Stated goal A: In the data discovery notes, what two qualities must data labels have?
Stated goal B: Carry the data discovery notes forward past their last sentence.

Source passage:
>> start

Data Discovery


Data discovery is the process of determining and accurately inventorying the data under an organization’s control.

  • can refer to:
    • initial inventory of data
    • response to e-discovery
    • etc.

Discovery Methods

Label-based Discovery

  • data labels help discovery data efficiently
    • labels must be accurate and sufficient
  • help find, collect and disclose all required data and only the required data

Metadata-based Discovery

  • metadata is a listing of traits and characteristics about specific data elements or sets
  • often automatically created at the same time as the data
  • data discovery can use metadata to identify required data

Content-based Discovery

  • discovery tools can be used to identify data by their contents
  • can be basic searches to sophisticated pattern-matching

Structured, Semistructured, and Unstructured Data

Structured data is data that is sorted according to meaningful, discrete types and attributes.

  • data in relational databases
  • easier to perform discovery on structured data

Unstructured data is data that is unsorted.

  • e.g., content of emails

Semistructured data is data that uses tags or other elements to created fields and records within data without requiring the rigid structure that structured data relies on.

>> end

[Labeled shape records]

>> start

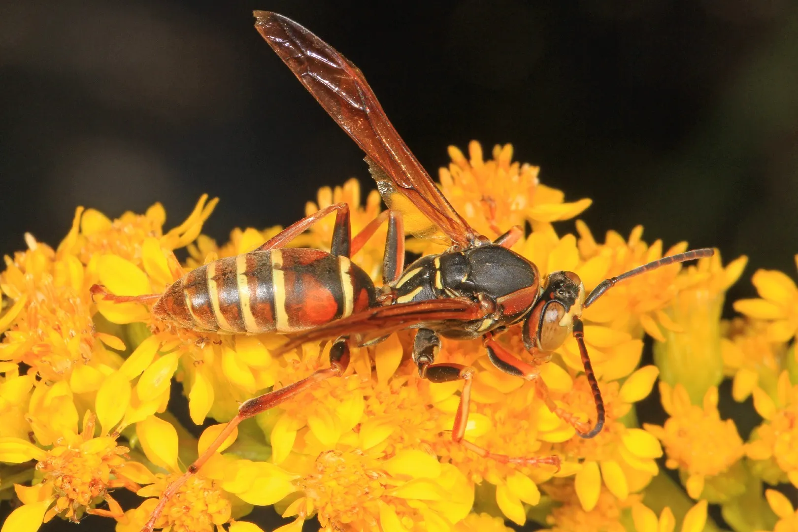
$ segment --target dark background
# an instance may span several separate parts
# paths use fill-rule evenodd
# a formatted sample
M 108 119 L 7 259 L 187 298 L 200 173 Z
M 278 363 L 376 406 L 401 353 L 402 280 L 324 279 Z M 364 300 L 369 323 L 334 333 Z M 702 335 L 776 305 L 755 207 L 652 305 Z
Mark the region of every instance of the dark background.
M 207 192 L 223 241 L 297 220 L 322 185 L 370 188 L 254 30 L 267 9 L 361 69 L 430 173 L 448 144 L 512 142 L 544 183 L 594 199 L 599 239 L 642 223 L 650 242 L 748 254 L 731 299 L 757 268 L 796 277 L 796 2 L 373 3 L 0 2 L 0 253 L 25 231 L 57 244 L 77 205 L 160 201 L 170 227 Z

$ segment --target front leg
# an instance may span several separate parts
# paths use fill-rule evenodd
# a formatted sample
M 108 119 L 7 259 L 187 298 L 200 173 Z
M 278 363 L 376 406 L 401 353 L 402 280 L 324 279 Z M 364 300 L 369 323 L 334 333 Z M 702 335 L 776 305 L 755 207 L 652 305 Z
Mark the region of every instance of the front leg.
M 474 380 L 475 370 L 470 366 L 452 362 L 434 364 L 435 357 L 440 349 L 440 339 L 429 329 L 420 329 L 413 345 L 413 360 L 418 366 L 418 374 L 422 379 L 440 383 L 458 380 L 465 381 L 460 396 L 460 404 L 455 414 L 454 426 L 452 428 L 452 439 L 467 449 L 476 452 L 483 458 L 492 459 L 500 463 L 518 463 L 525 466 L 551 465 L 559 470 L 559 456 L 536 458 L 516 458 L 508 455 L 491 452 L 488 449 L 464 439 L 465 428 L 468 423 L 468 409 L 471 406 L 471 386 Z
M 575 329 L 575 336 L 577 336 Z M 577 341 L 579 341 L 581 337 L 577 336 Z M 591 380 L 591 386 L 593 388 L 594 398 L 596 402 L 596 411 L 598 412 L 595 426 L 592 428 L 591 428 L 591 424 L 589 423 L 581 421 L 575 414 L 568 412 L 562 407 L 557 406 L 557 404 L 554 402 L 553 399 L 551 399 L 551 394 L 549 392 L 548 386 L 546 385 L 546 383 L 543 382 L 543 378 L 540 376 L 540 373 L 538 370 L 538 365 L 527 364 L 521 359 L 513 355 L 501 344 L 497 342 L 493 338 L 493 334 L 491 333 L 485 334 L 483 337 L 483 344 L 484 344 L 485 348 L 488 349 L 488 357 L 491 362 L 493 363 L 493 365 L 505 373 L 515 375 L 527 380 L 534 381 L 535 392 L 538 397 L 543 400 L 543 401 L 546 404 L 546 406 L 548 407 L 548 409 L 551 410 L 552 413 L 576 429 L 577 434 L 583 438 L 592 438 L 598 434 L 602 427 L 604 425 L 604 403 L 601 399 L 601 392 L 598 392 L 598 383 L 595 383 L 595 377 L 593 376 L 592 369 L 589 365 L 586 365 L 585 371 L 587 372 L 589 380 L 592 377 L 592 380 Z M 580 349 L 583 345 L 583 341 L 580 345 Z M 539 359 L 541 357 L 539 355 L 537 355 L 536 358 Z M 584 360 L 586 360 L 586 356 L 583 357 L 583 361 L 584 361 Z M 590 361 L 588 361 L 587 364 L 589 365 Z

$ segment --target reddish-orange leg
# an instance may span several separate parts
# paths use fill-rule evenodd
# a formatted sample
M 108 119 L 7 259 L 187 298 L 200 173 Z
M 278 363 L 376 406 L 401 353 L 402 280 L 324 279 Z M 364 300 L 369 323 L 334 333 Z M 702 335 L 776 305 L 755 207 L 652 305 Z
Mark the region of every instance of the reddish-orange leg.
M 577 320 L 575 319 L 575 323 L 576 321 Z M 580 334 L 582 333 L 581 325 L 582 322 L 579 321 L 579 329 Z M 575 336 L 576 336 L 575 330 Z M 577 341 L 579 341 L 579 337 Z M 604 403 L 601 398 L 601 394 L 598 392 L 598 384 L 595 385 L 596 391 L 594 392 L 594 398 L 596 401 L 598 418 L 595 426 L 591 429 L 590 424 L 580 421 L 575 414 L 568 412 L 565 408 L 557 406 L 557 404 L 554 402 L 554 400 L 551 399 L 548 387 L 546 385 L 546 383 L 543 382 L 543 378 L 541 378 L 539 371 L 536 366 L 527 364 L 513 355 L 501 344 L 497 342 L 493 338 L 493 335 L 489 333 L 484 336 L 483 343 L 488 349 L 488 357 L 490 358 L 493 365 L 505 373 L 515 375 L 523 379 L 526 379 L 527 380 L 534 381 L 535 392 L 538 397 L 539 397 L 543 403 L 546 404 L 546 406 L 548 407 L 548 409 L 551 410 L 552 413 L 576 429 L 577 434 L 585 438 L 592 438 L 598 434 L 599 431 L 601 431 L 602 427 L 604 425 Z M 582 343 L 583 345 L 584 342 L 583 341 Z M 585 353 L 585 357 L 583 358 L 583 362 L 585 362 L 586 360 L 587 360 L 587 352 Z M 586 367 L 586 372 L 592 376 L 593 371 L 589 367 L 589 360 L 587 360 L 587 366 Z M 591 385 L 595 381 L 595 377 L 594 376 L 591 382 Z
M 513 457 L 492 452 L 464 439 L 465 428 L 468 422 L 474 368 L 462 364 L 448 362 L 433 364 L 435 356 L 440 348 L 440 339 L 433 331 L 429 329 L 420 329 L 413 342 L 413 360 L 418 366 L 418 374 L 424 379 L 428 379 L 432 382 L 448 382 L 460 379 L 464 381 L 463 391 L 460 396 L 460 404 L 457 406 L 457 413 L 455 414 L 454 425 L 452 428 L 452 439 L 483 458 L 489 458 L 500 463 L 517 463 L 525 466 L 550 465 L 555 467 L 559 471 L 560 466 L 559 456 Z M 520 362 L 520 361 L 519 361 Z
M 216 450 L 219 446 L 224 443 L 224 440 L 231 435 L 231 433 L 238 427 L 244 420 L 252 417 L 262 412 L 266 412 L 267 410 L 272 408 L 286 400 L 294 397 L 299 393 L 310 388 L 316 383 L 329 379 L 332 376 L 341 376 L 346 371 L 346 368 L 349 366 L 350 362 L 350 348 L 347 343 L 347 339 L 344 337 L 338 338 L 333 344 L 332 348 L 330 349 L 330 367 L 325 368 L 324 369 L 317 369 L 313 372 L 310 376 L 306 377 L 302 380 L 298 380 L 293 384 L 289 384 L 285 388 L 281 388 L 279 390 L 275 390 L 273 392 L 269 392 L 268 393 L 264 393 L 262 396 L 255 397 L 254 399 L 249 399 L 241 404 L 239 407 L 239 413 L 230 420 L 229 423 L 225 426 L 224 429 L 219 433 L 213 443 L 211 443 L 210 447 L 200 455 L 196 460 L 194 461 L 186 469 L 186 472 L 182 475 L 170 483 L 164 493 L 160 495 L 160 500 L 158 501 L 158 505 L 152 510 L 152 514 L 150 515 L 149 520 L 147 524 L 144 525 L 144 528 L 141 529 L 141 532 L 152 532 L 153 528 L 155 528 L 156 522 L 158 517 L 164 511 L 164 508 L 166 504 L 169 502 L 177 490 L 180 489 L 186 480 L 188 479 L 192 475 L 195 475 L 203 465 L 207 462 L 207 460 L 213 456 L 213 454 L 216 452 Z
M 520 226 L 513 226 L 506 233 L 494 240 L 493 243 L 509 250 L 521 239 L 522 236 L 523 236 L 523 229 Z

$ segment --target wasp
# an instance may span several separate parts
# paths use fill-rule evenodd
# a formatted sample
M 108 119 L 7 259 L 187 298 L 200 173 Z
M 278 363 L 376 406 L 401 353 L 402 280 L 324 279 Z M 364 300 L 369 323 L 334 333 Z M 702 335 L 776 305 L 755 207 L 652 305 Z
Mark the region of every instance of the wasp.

>> end

Task output A: They must be accurate and sufficient.

Task output B:
  • e.g.,
    • XML and JSON
  • MongoDB is a common semistructured database
  • easier to perform data discovery on
  • more challenging than structured data due to flexibility of semistructured data

Data Location

  • location of data may cause issues for data discovery
  • laws and regulations may limit
    • types or methods of data discovery
    • what you can do with data
    • where and how you can store it
  • can create technical hurdles to discovery
    • data stored in unstructured form or in a service that handles data in a way that is challenging to conduct
      • may need to design around these constraints

Data Analytics

  • data analytic systems can provide ways to perform data discovery
    • often they create new data feeds from sets of data that already exist within an environment
      • means you need to consider how to handle data labeling, classification, etc.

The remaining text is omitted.